Selected extract —

******

Chapter 7 — Implementing Queries | Microservices Patterns Study Guide

7.1 Querying using the API composition pattern

In a microservice architecture, each service owns its private database. You cannot write a single SQL query that joins data from multiple services. This is the core querying problem.

Two patterns solve this problem:

API Composition — the simple, default choice. A composer queries multiple services and combines the results.
CQRS — the powerful but complex alternative. A separate view database is kept in sync using events.

Guiding principle: Use API Composition whenever possible. Only use CQRS when API Composition cannot efficiently support the query you need.

The findOrder() query operation

Consider a findOrder() query that returns details about an order. In the FTGO application, order data is spread across multiple services: Order Service holds the order details, Kitchen Service holds the ticket status, Delivery Service holds the delivery info, and Accounting Service holds the billing status.

No single service has all the data needed to answer this query. You must gather data from several services and combine it.

Analogy: Imagine you need a full report on a student. Grades are in one office, attendance is in another, and health records are in a third. You must visit each office, collect the information, and combine it yourself.

Overview of the API composition pattern

Pattern: API Composition

Problem How to query data spread across multiple services?

Solution An API Composer queries multiple Provider Services and combines the results in memory.

Participants API Composer (the coordinator) + Provider Services (the data sources).

The API Composer sends requests to each Provider Service, waits for the responses, and then merges the data into a single result. The Provider Services are the services that own the data needed for the query.

******

Available data —
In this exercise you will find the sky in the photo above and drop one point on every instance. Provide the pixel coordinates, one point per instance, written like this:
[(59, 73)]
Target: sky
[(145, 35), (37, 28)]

******

Job 1 —
Say whether each statement below agrees with the chapter on implementing queries. Answer yes or no for each, and quote the exact words from the chapter that decide it.
(a) The chapter presents CQRS as the default choice for querying.
(b) In the FTGO application, Kitchen Service holds the ticket status.
(c) The API Composer combines the results in a separate view database.
Job 2 —
Retype the passage of the chapter on implementing queries starting with "In a microservice" and going on through "core querying problem.".
Job 3 —
Write what comes next in the chapter on implementing queries, following on from its final sentence.

Final answer 1 —
(a) No: "API Composition — the simple, default choice."
(b) Yes: "Kitchen Service holds the ticket status"
(c) No: "An API Composer queries multiple Provider Services and combines the results in memory."

Final answer 2 —
In a microservice architecture, each service owns its private database. You cannot write a single SQL query that joins data from multiple services. This is the core querying problem.

Final answer 3 —
Implementing findOrder() using API composition

To implement findOrder(), the API Composer calls four provider services — Order Service, Kitchen Service, Delivery Service, and Accounting Service — and combines their responses into one unified order view.

Where to place the API Composer

There are three options for where the API Composer lives:

Option	Description	When to use
Client	The frontend application queries each service directly and merges the results.	Simple cases where the client has direct access to services.
API Gateway	The API Gateway acts as the composer. It queries provider services and returns one combined response.	When the query is exposed as an external API endpoint.
Standalone Service	A dedicated service handles the composition logic.	When the composition logic is complex or used by multiple clients internally.

Reactive programming model

To reduce latency, the API Composer should call provider services in parallel whenever possible. Use a reactive programming model: send all independent requests at once and wait for all of them to complete. Only call services sequentially when one call depends on the result of another.

API composition design issues

Increased overhead

API Composition adds network overhead. Instead of one database query, you make multiple service calls. Each call adds latency. For simple queries, this overhead is acceptable. For complex queries with many providers, it can become a problem.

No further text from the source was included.